> [Passage provided]
Every day or two, open the jar, let it breathe for 20–30 seconds, and change the water or paper if it looks cloudy.

5. Label and rotate

Write the herb name and date on a bit of masking tape or a sticky label. It sounds fussy, but it stops parsley and coriander playing swap-dress in your brain, and you know what needs using first.

When you cook, grab the oldest jar first. A quick visual check – any blackened leaves, clouded water, or strong whiff – tells you when a jar’s shift is over.

Make it work for different herbs

Not all herbs behave the same. Some love the cold, some sulk in it. Jars help either way, but the details change.

Herb type Best jar method Lasts about*
Parsley Bouquet, in fridge 5–7 days
Coriander Bouquet, in fridge 4–6 days
Dill Bouquet, in fridge 4–5 days
Mint Bouquet, in fridge 5–7 days
Basil Bouquet, room temp** 3–5 days
Chives (chopped) Damp nest, in fridge 5–7 days
Rosemary/thyme Damp nest, in fridge 7+ days

*Assuming you started with fresh, lively bunches.
**Basil blackens easily in cold fridges. Keep in a cool spot on the counter, away from direct sun, and change the water often.

> [Given entries]
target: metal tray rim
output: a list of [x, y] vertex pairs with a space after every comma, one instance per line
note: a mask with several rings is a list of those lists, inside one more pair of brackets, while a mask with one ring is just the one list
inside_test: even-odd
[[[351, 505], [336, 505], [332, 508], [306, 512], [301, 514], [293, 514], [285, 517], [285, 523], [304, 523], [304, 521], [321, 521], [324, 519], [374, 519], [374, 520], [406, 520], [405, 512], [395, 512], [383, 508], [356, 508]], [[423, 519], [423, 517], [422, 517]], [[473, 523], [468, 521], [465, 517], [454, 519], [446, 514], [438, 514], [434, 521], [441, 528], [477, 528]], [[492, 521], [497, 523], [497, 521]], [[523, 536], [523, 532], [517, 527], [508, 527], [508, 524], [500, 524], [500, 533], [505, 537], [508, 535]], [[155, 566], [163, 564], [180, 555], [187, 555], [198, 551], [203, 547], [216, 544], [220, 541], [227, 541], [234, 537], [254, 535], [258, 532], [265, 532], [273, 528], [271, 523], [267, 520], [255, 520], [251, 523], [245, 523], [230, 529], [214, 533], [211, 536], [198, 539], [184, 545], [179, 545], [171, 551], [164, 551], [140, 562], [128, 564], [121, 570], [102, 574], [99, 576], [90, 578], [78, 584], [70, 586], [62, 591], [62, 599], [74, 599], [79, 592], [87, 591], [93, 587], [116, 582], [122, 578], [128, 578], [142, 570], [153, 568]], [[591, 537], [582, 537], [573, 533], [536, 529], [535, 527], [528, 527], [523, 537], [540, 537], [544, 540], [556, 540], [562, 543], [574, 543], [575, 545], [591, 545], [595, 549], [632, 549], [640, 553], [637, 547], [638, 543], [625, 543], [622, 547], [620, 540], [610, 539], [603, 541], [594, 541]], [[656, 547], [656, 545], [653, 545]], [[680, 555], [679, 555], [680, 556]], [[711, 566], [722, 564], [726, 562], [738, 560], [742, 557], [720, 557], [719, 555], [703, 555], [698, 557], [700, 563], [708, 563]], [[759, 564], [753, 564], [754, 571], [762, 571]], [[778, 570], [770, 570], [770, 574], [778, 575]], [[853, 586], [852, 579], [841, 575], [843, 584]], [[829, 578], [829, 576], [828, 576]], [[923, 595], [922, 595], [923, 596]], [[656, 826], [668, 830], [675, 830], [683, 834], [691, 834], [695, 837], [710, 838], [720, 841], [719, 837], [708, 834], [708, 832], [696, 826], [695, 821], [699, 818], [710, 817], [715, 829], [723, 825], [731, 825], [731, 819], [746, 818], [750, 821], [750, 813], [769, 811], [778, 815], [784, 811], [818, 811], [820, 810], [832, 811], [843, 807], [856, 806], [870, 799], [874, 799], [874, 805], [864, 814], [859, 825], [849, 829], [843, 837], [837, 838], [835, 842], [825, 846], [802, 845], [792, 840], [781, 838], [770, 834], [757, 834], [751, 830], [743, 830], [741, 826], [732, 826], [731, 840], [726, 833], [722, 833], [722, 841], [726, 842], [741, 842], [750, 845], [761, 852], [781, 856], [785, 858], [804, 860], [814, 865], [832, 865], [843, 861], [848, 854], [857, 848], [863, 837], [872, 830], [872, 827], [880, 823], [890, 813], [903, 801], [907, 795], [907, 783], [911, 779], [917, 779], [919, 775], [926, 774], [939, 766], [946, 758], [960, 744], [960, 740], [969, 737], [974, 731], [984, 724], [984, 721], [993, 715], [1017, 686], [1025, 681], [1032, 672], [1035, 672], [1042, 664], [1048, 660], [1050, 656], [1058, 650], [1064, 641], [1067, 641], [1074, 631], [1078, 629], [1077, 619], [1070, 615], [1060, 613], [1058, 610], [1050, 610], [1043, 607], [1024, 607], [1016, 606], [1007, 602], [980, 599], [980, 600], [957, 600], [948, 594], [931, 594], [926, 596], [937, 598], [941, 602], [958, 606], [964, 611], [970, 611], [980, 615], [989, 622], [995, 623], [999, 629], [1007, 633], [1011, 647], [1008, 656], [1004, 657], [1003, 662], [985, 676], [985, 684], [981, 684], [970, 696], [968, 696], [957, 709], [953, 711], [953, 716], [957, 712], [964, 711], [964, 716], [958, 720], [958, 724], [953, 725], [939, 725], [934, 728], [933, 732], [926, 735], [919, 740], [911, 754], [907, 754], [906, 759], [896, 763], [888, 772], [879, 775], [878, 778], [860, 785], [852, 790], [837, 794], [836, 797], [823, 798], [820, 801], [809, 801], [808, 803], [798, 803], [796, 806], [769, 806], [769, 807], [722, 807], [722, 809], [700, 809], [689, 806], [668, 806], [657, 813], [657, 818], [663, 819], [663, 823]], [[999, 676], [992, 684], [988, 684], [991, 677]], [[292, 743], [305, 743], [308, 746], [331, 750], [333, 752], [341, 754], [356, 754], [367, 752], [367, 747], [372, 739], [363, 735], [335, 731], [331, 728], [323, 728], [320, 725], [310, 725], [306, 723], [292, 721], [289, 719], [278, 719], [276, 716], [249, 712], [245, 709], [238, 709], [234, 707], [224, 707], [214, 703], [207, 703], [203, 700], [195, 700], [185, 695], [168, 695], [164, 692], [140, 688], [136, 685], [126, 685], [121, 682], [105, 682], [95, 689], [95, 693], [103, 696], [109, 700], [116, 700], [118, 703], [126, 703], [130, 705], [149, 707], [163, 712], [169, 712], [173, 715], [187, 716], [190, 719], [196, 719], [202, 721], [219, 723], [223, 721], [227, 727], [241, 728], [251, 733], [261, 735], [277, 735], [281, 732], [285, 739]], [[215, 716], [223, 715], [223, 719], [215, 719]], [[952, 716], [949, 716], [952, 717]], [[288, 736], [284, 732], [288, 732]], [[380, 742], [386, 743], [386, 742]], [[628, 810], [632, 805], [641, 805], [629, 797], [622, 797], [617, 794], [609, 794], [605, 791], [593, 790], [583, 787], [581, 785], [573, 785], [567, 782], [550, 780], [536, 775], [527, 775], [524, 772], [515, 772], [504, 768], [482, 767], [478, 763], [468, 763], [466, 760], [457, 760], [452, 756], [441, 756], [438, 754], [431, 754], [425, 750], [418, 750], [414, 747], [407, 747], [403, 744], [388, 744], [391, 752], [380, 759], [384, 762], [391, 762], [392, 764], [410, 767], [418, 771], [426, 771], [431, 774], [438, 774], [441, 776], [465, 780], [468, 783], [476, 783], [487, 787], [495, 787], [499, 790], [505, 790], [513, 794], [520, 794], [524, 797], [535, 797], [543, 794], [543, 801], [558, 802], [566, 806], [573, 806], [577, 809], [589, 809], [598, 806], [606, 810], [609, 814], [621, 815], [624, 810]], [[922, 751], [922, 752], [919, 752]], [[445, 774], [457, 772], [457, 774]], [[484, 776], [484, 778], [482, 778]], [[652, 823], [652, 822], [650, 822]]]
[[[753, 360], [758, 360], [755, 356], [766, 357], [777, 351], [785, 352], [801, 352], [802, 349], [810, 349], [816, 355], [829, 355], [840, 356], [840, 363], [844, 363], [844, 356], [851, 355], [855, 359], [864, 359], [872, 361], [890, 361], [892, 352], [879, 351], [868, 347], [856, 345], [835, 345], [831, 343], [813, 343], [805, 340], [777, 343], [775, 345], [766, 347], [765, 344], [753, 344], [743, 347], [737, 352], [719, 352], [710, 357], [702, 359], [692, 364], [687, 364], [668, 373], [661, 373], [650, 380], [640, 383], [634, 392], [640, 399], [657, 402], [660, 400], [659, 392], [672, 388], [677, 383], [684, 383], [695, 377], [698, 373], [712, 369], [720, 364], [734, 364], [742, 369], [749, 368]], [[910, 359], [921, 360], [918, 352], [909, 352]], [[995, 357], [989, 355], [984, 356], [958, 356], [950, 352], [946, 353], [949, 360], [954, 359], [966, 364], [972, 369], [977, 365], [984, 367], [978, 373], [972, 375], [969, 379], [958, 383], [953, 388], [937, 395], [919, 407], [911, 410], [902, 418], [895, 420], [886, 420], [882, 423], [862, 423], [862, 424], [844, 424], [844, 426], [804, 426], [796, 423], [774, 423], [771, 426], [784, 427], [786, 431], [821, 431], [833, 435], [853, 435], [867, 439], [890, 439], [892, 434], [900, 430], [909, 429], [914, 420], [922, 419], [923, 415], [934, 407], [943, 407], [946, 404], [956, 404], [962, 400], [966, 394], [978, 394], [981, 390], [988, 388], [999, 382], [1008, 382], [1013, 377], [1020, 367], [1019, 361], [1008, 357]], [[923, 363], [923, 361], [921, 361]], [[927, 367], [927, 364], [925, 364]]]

---

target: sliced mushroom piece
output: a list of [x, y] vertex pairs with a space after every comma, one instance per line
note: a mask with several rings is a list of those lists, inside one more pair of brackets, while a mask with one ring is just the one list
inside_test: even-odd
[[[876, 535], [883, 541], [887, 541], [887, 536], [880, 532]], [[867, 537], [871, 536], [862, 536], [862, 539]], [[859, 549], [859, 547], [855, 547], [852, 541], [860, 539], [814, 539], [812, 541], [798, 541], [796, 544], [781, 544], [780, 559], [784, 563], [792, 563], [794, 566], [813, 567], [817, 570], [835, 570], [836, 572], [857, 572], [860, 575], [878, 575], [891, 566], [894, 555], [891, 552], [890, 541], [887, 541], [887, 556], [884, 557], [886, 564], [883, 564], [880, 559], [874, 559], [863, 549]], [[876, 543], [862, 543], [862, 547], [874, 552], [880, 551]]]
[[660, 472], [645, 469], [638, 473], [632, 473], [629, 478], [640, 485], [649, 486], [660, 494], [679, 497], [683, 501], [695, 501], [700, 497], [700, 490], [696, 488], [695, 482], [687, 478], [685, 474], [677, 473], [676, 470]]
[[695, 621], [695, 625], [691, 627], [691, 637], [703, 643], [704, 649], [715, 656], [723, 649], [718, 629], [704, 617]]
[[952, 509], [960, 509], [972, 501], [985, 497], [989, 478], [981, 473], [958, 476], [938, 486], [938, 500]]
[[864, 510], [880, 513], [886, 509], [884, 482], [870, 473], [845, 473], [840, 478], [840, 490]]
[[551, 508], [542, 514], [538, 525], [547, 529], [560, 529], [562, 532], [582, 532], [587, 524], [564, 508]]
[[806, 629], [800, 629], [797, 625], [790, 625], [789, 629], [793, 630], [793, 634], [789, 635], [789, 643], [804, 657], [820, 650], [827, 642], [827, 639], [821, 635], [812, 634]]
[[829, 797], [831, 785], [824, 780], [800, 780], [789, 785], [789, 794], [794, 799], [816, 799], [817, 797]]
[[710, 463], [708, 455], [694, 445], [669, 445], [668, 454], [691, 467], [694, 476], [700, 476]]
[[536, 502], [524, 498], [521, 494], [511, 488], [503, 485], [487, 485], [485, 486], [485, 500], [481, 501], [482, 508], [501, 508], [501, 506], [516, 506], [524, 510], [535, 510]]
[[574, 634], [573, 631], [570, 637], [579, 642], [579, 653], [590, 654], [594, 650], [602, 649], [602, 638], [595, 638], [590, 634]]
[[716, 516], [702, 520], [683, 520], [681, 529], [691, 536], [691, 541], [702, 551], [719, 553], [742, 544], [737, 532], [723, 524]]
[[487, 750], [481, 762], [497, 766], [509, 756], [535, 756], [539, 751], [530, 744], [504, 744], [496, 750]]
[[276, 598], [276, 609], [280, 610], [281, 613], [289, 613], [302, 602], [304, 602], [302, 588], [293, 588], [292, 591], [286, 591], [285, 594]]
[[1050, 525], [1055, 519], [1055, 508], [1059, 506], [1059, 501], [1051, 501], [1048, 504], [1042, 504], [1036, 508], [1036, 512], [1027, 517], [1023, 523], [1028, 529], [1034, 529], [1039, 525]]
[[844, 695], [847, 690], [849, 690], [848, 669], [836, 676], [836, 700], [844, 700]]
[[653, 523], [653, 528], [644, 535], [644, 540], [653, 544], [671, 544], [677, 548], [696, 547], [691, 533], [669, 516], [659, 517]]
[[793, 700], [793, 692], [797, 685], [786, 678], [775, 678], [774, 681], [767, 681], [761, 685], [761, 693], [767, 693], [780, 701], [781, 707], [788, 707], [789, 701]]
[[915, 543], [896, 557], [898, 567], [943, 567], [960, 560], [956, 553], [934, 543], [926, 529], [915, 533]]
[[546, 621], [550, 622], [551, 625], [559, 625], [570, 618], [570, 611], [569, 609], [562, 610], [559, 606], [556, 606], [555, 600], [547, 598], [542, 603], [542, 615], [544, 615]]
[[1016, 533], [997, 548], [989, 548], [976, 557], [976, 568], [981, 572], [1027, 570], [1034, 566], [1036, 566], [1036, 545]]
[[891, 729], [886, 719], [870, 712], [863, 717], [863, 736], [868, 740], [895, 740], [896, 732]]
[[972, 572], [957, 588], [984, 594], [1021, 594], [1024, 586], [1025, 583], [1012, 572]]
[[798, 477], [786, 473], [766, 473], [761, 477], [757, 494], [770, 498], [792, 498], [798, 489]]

> [About this task]
According to the passage on storing herbs in jars, where should basil be kept, and why?

> [Solution for this task]
In a cool spot on the counter, away from direct sun, because basil blackens easily in cold fridges.